◆ **What the task requires**
Write the records out again, precisely as they stand.

◆ **Data rows**
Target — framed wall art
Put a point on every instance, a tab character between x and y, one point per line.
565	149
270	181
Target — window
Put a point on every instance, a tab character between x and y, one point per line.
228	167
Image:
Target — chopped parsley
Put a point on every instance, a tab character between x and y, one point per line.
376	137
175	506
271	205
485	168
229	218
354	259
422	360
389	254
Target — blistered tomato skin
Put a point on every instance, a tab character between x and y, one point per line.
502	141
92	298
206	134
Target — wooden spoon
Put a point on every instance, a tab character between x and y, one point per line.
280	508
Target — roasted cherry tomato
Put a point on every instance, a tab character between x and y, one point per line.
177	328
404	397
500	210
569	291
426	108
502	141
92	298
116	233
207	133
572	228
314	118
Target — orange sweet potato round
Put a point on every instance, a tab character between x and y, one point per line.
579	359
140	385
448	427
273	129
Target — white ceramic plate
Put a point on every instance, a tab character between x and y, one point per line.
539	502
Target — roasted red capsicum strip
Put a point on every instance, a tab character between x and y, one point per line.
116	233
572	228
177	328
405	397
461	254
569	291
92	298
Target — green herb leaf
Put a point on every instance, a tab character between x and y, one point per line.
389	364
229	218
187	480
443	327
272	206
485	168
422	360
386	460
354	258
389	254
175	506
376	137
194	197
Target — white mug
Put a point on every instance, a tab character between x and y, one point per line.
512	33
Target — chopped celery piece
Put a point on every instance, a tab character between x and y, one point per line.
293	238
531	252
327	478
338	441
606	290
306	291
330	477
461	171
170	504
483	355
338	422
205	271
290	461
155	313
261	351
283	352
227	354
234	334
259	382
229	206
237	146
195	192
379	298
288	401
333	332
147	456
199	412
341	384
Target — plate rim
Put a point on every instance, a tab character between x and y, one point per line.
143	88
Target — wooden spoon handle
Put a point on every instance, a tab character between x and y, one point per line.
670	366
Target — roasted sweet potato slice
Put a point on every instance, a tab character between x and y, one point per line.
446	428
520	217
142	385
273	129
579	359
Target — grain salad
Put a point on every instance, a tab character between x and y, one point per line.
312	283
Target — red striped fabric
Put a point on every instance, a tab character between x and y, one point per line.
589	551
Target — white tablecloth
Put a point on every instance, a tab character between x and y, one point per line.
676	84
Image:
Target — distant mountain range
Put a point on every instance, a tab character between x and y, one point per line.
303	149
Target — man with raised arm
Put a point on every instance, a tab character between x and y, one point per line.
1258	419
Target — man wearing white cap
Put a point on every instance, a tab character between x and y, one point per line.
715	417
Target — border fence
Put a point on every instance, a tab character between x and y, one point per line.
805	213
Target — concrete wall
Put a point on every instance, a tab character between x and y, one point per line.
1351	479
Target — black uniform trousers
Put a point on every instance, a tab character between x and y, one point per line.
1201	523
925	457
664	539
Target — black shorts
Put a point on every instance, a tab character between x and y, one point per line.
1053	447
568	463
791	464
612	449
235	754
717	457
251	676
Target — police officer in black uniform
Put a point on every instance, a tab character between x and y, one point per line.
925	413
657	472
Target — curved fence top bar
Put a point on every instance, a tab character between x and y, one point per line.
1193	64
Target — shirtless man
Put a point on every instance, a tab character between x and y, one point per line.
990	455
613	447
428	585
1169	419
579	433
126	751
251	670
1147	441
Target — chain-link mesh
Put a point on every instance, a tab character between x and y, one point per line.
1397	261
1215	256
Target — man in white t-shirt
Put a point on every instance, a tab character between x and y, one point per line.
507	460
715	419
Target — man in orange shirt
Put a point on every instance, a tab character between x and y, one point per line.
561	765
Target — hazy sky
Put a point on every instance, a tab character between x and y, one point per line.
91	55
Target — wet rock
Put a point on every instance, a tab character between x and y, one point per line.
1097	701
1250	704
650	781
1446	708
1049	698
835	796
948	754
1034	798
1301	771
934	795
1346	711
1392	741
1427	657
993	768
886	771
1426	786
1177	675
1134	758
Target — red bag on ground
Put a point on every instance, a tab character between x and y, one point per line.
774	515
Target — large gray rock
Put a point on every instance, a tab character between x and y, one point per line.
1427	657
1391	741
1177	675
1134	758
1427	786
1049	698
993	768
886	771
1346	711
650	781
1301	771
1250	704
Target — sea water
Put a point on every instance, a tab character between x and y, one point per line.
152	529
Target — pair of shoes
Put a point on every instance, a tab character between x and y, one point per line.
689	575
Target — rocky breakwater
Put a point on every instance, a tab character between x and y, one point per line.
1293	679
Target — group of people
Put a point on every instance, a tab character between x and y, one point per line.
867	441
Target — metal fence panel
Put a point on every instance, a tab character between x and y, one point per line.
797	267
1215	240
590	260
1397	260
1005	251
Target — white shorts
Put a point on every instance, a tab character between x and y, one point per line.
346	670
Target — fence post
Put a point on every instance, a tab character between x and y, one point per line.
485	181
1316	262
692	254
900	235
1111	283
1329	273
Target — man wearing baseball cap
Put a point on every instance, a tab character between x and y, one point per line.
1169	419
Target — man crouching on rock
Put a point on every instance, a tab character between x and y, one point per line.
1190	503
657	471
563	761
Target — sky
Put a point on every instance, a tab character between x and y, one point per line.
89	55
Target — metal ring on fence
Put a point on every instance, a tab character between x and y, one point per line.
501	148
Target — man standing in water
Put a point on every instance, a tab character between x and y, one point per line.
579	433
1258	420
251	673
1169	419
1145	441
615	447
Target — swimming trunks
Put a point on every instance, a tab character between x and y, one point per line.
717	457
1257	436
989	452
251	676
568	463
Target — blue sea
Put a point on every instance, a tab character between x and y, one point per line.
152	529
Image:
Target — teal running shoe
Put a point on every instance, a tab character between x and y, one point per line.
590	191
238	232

◆ **Task result**
Target — framed wall art
Put a point on every instance, a tab character between x and y, one point per line.
565	149
270	181
Target — window
Put a point on every instance, a tab character between x and y, one point per line.
228	167
Image:
Target — chopped parsley
Put a point on every instance, a tab character between x and y, one point per line.
376	137
175	506
271	205
485	168
229	218
354	259
422	360
389	254
Target — blistered tomato skin
Put a point on every instance, a tab character between x and y, one point per line.
502	141
92	298
206	134
Target — wooden spoon
Put a point on every instance, a tab character between x and y, one point per line.
280	508
Target — roasted cherry tomato
Put a point on every instance, a tab character between x and y, one point per line.
177	328
404	397
500	210
569	291
426	108
502	141
92	298
116	233
207	133
572	228
314	118
Target — orange sweet potato round
Put a point on every instance, a tab character between x and y, one point per line.
579	359
140	385
448	427
273	129
Target — white ceramic plate
Put a point on every instance, a tab character between x and y, one point per line.
539	502
Target — roasted red capsicum strip
Put a point on every instance, a tab character between x and y, one point per line.
116	233
572	228
177	328
405	397
461	254
569	291
92	298
Target — green herb leaf
Put a point on every instance, a tab character between x and y, one point per line.
389	364
229	218
187	480
443	327
272	206
485	168
422	360
386	460
354	258
389	254
175	506
376	137
194	197
Target — white mug
Put a point on every instance, a tab character between x and y, one point per line.
512	33
Target — chopped celery piece
Put a point on every instance, a tab character between x and y, one point per line.
293	238
531	252
327	478
338	441
606	290
306	291
330	477
461	171
170	504
483	355
338	422
205	271
290	461
155	313
261	351
283	352
227	354
234	334
259	382
229	206
237	146
195	192
379	298
288	401
333	332
147	456
199	412
341	384
Target — plate rim
Put a point on every instance, a tab character between x and y, one point per line.
143	88
Target — wooden spoon handle
Put a point on every instance, a tab character between x and y, one point per line.
670	366
Target — roasted sweet potato slice
Put a point on every instance, a tab character between x and y, one point per line.
446	428
520	217
142	385
273	129
579	359
Target — grain salad
Put a point on every instance, a tab character between x and y, one point per line.
312	283
Target — red striped fabric
Put a point on every instance, a tab character between x and y, one point per line.
589	551
Target — white tablecloth
Put a point on every instance, a tab character between x and y, one point per line.
676	84
Image:
Target — distant mountain range
Put a point on every instance, a tab character between x and y, one point per line.
303	149
Target — man with raised arm
Put a point on every instance, a tab character between x and y, one point per line.
1258	419
Target — man wearing white cap
Put a point on every instance, a tab character between x and y, one point per line.
715	417
Target — border fence
Put a point on every instance, a tab character between x and y, one point per line.
805	213
Target — concrete wall
Put a point on every instance, a tab character between x and y, one point per line.
1351	479
Target — black uniform trousers
Put a point on every instance, a tab character between x and y, one point per line.
1201	523
925	457
664	539
Target — black shorts
Put a point on every instance, a tab character between x and y, one point per line.
1053	447
568	463
791	464
612	449
235	754
717	457
251	676
Target — police officer in black uniform
Put a point on every instance, a tab character between x and y, one point per line.
925	413
657	472
Target — curved fence top bar
Put a point on every instance, a tab character between x and y, one point per line.
1193	64
Target — shirtless man
Put a point on every instance, a tab character between x and y, one point per line.
990	455
613	447
428	585
1169	419
579	433
126	751
251	670
1147	441
Target — chain-link mesh
Put a point on every instance, a tab character between x and y, one point per line.
1397	261
1215	256
Target — man in white t-shirt
Put a point on every instance, a tab character between x and y, one point per line.
507	460
715	419
Target — man in orange shirt
Put a point on every instance, a tab character between x and y, one point per line.
561	765
Target — hazy sky
Put a point on every instance, a tab character between x and y, one point per line.
91	55
Target — wet rock
Put a point on every instance, a tab character between x and y, one point per line.
1097	701
1250	704
650	781
1446	708
1049	698
835	796
948	754
1034	798
1301	771
934	795
1346	711
1392	741
1427	657
993	768
886	771
1426	786
1177	675
1134	758
Target — red bag on ground
Put a point on every instance, a tab character between x and y, one point per line.
774	515
Target — large gray rock
Put a point on every instance, a tab character between x and y, one point per line.
1427	657
1391	741
1177	675
1134	758
1427	786
1049	698
993	768
886	771
1346	711
650	781
1301	771
1250	704
Target — sea water
Put a point on every instance, a tab character between x and y, one point per line.
152	529
Target — pair of shoes
Put a point on every instance, a tab character between x and y, one point per line.
689	575
Target — rocky breakwater
Put a point on every instance, a tab character between x and y, one point per line.
1293	679
Target — group of people
Put a point on every instance, a tab character between x and y, one point per line.
867	441
Target — metal fence panel
Put a point on every instance, a tab character between x and y, one point per line.
797	267
1215	240
590	260
1397	260
1005	251
Target — white shorts
Put a point on every instance, a tab character between x and y, one point per line.
346	670
Target — fence post
Put a point on every instance, a tab character between x and y, one point per line.
485	181
1316	262
692	254
900	235
1111	283
1329	273
Target — man wearing baseball cap
Put a point on every instance, a tab character between x and y, one point per line.
1169	419
Target — man crouching on rock
Put a point on every instance, a tab character between x and y, one point per line.
1190	503
657	471
563	761
Target — sky
Put a point on every instance, a tab character between x and y, one point per line.
89	55
Target — metal ring on fence
Put a point on every instance, a tab character between x and y, one point per line.
501	148
Target — man standing in water
Put a point on every instance, a tab character between x and y, one point per line.
579	433
1258	420
251	673
1169	419
1145	441
615	447
Target — swimming trunks
Put a point on every instance, a tab character between x and y, one point per line.
717	457
1257	436
989	452
251	676
568	463
Target — blue sea
Put a point on every instance, a tab character between x and y, one point per line.
152	529
Image:
Target — teal running shoe
Put a point on every instance, a tab character between x and y, one point per line.
590	191
238	232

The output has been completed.